**Exercise details:** Below are the records; retype each one exactly.
═════ Dataset content ═════
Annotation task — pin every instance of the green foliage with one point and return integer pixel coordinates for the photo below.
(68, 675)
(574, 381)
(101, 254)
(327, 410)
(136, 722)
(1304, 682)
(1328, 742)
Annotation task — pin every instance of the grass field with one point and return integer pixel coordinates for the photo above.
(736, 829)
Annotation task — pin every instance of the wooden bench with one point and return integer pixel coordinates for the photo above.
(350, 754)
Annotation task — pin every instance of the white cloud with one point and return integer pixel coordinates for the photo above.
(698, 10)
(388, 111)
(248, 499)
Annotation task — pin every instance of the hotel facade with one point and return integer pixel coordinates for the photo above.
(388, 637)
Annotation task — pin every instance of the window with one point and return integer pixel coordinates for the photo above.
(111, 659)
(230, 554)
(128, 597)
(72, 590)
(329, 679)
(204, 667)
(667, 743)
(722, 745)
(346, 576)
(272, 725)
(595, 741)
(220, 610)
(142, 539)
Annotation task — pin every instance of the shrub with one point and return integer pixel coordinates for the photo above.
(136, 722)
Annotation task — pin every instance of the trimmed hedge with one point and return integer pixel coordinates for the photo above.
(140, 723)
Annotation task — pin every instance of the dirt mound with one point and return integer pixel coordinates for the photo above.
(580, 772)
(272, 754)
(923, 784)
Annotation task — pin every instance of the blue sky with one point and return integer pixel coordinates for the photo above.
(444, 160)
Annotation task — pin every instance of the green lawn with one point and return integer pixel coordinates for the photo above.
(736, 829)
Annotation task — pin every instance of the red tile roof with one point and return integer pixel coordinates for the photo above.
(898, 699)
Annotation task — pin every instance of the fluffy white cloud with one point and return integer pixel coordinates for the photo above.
═════
**Exercise output:**
Annotation task — pin every instance of the green foliage with one point and return integer pixel coordinates for the photo below.
(68, 675)
(574, 381)
(101, 254)
(327, 410)
(136, 722)
(1304, 682)
(1328, 742)
Annotation task — pin every instance of the grass field with one point and return integer pixel coordinates for the photo above.
(736, 829)
Annotation task — pin every instance of the wooden bench with one point and return integer pixel coordinates for the photo above.
(350, 754)
Annotation task — pin every instance of the white cloud with one point and return integer pixel coordinates for the photo above.
(698, 10)
(388, 111)
(248, 499)
Annotation task — pin every instance of the hotel facade with one point and return integer pixel coordinates for the photo above.
(388, 637)
Annotation task — pin every instance of the window with one point and return integer pixel coordinates for the photo above.
(111, 659)
(230, 554)
(128, 597)
(72, 590)
(329, 679)
(204, 667)
(667, 743)
(722, 745)
(346, 576)
(272, 725)
(595, 741)
(220, 610)
(142, 539)
Annotation task — pin every instance of the shrub with one point and return integer pixel coordinates for the photo above.
(136, 722)
Annotation task — pin every instance of the trimmed hedge with one point and return integer pixel coordinates for the photo above.
(140, 723)
Annotation task — pin every instance of the dirt mound with one point and return integer pixel coordinates for the photo above.
(580, 772)
(272, 754)
(923, 784)
Annotation task — pin every instance of the blue sky with one point and return integer pixel coordinates for the photo above.
(444, 160)
Annotation task — pin every instance of the green lawn with one point and return integer pixel coordinates for the photo above.
(736, 829)
Annotation task — pin every instance of the red tile roof with one point and return integer pixel coordinates for the photo above.
(898, 699)
Annotation task — pin every instance of the fluffy white cloud with one point and return integer pixel coordinates for the photo above.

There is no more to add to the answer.